• RECORD EXCERPTS:
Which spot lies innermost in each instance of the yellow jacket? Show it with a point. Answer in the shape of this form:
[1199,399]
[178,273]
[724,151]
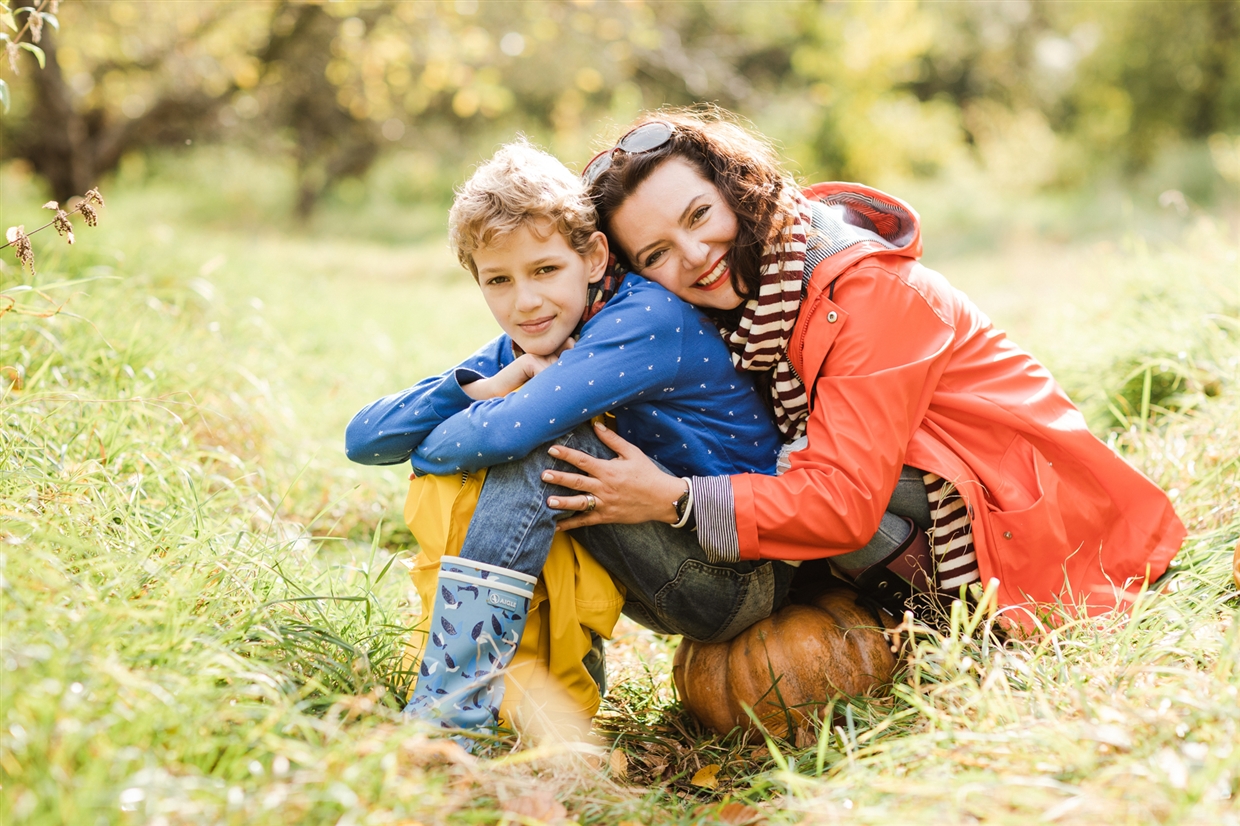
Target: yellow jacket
[573,597]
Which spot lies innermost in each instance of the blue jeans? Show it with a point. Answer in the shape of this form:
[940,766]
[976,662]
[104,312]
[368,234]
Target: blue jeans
[671,587]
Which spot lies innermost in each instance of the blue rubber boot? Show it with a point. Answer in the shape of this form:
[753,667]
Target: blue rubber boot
[475,628]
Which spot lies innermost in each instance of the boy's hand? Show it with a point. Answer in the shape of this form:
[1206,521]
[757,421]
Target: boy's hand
[513,376]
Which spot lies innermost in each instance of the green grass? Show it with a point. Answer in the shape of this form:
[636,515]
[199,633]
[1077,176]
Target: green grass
[203,603]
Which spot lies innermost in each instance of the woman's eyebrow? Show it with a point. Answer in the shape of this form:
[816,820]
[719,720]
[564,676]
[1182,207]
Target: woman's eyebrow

• REQUIRED TASK: Copy out the lines from the line containing "Which spot lies innermost in each instance of the blue jeans?" to the end of the listing above, without alteration.

• ANSWER:
Which spot lies innermost in each instance of the blue jeans? Show it with a point. Answer in the shape of this form:
[940,766]
[976,662]
[104,312]
[368,234]
Target: blue jeans
[671,587]
Which spot lies innermost in each instance of the blue rubber boot? Show it with a point. Answer in the shape of this form:
[753,667]
Target: blue rubber boot
[475,628]
Which spot lies innermost in each instance of the boy's hand? Show it with a point. Answer in the shape of this form:
[1206,521]
[757,421]
Target: boy's hand
[513,376]
Which spot lies innermost in each instance of the green grass? Show it with a point. Answer in the shape of this form:
[636,515]
[199,633]
[1077,176]
Target: green grass
[203,603]
Which spot lies innermost in each instance of the woman's eyebrow? Show it with a point. Answer in the shape of this form:
[816,820]
[719,720]
[564,676]
[1182,207]
Target: woman's eyebrow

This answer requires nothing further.